• [PROVIDED RECORDS]:
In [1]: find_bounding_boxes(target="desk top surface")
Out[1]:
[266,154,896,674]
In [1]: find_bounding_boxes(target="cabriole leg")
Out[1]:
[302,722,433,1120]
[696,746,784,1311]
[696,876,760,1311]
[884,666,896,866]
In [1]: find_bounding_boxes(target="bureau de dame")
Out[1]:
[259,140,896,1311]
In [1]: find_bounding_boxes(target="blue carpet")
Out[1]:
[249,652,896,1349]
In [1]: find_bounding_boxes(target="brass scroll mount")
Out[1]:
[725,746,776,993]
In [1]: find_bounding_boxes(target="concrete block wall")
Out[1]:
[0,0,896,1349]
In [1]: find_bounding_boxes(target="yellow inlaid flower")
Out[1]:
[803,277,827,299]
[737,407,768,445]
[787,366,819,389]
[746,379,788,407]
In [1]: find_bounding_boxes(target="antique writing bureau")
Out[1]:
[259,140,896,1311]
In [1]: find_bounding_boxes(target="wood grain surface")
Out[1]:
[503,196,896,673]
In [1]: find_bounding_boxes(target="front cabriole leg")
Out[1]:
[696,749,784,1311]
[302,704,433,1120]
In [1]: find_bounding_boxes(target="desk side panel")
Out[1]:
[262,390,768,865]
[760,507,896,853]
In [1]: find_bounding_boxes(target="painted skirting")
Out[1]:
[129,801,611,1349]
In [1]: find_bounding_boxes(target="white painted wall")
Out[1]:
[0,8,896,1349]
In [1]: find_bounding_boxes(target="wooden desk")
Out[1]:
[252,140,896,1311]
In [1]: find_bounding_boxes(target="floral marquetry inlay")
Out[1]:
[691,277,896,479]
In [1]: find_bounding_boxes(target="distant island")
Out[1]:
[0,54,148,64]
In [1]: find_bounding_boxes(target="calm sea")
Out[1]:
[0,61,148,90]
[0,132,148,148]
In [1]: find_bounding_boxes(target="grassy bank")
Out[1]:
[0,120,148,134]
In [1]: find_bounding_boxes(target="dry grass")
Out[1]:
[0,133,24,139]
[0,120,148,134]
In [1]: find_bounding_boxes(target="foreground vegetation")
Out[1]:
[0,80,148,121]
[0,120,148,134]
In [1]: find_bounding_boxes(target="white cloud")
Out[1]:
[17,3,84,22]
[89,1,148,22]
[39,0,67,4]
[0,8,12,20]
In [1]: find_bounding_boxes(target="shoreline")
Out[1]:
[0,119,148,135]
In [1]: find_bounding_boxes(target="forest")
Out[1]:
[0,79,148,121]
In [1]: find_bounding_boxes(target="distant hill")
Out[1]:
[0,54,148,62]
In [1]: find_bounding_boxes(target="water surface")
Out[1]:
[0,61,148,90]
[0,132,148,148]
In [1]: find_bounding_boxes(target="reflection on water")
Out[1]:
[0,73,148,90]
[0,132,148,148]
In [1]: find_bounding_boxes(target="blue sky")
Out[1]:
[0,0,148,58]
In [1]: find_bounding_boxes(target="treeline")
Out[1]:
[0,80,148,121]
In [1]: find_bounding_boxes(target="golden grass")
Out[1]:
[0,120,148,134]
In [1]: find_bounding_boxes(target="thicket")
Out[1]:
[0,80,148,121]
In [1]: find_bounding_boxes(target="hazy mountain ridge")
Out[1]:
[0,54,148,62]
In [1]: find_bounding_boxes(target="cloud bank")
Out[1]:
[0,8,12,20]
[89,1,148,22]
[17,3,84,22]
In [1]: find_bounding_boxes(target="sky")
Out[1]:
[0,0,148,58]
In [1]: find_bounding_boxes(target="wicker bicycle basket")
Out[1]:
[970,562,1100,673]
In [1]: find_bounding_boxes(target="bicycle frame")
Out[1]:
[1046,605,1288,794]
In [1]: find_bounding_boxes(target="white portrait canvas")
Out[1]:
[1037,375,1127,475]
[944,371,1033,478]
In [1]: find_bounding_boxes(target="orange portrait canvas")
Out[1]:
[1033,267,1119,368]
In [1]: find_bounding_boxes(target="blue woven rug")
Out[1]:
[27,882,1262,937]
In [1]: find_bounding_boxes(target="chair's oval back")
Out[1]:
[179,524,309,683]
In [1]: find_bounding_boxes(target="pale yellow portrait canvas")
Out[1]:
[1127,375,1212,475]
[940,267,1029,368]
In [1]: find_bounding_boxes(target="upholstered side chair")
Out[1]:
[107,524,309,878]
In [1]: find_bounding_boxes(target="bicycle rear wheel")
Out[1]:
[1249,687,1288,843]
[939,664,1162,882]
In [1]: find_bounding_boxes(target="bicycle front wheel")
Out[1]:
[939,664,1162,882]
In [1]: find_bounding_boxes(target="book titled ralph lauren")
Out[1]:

• [GIVEN TASK]: Could you return all of the entries above verbatim, line for line and unchanged?

• [REPLY]:
In [1]: find_bounding_boxes(target="desk top surface")
Out[1]:
[266,154,896,674]
In [1]: find_bounding_boxes(target="cabriole leg")
Out[1]:
[302,722,433,1120]
[696,746,784,1311]
[696,876,760,1311]
[884,666,896,866]
In [1]: find_bounding_boxes(target="bureau de dame")
Out[1]:
[259,140,896,1311]
In [1]: find_bounding_boxes(target="blue carpet")
Out[1]:
[249,652,896,1349]
In [1]: find_bounding_boxes(target="brass scroll mount")
Out[1]:
[725,746,776,993]
In [1]: find_bounding_boxes(target="concrete block wall")
Out[1]:
[0,0,896,1349]
In [1]: find_bounding_boxes(target="yellow inlaid flower")
Out[1]:
[803,277,827,299]
[737,407,768,445]
[787,366,819,389]
[746,379,788,407]
In [1]: find_bounding_boxes(target="antique writing bureau")
Out[1]:
[259,140,896,1311]
In [1]: find_bounding_boxes(target="wood grain surface")
Out[1]:
[503,196,896,673]
In [1]: find_bounding_boxes(target="front cabriole leg")
Out[1]:
[696,749,784,1311]
[302,704,433,1120]
In [1]: find_bounding_boxes(target="desk side panel")
Out[1]:
[262,390,768,865]
[760,507,896,853]
In [1]: find_bounding_boxes(target="painted skirting")
Out[1]:
[129,801,611,1349]
In [1]: find_bounding_boxes(target="white painted wall")
Out[1]:
[0,8,896,1349]
In [1]: find_bounding_boxes(target="wooden desk")
Out[1]:
[252,140,896,1311]
In [1]: find_bounding_boxes(target="floral marquetry inlay")
Out[1]:
[691,277,896,479]
In [1]: find_bounding_boxes(target="distant island")
Out[1]:
[0,54,148,64]
In [1]: find_bounding_boxes(target="calm sea")
Out[1]:
[0,61,148,90]
[0,132,148,148]
In [1]: find_bounding_boxes(target="grassy bank")
Out[1]:
[0,120,148,134]
In [1]: find_bounding_boxes(target="dry grass")
Out[1]:
[0,133,24,139]
[0,120,148,134]
In [1]: find_bounding_boxes(target="foreground vegetation")
Out[1]:
[0,80,148,121]
[0,120,148,134]
In [1]: find_bounding_boxes(target="white cloud")
Out[1]:
[17,3,84,22]
[89,1,148,22]
[39,0,67,4]
[0,8,12,20]
In [1]: find_bounding_boxes(target="shoreline")
Out[1]:
[0,119,148,135]
In [1]: find_bounding_boxes(target="forest")
Out[1]:
[0,79,148,121]
In [1]: find_bounding_boxes(target="distant hill")
Out[1]:
[0,54,148,62]
In [1]: find_bounding_boxes(target="water surface")
Out[1]:
[0,61,148,90]
[0,132,148,148]
In [1]: find_bounding_boxes(target="reflection on water")
Out[1]:
[0,73,148,90]
[0,132,148,148]
In [1]: find_bounding_boxes(target="blue sky")
Out[1]:
[0,0,148,58]
In [1]: find_bounding_boxes(target="treeline")
Out[1]:
[0,80,148,121]
In [1]: find_bounding_boxes(target="golden grass")
Out[1]:
[0,120,148,134]
In [1]: find_bounding_boxes(target="thicket")
Out[1]:
[0,80,148,121]
In [1]: find_bounding_boxes(target="hazy mountain ridge")
Out[1]:
[0,54,148,62]
In [1]: find_bounding_boxes(target="cloud bank")
Out[1]:
[0,8,12,20]
[89,1,148,22]
[17,3,84,22]
In [1]: find_bounding_boxes(target="sky")
Out[1]:
[0,0,148,58]
In [1]: find_bounding_boxes(target="wicker bicycle basket")
Out[1]:
[970,562,1100,673]
In [1]: find_bounding_boxes(target="bicycle frame")
Out[1]:
[1046,605,1288,794]
In [1]: find_bounding_boxes(target="white portrait canvas")
Out[1]:
[1037,375,1127,475]
[944,371,1033,478]
In [1]: find_bounding_boxes(target="orange portrait canvas")
Out[1]:
[1033,267,1119,368]
In [1]: find_bounding_boxes(target="blue woven rug")
Out[1]:
[27,882,1262,937]
In [1]: find_bounding_boxes(target="chair's oval back")
Out[1]:
[179,524,309,683]
In [1]: find_bounding_boxes(target="pale yellow portrait canvas")
Out[1]:
[1127,375,1212,475]
[940,267,1029,368]
In [1]: find_bounding_boxes(target="upholstered side chair")
Out[1]:
[107,524,309,878]
In [1]: find_bounding_boxes(target="bicycle rear wheel")
Out[1]:
[1249,687,1288,843]
[939,664,1162,882]
In [1]: find_bounding_boxes(target="bicycle front wheel")
Out[1]:
[939,664,1162,882]
In [1]: find_bounding_boxes(target="book titled ralph lauren")
Out[1]:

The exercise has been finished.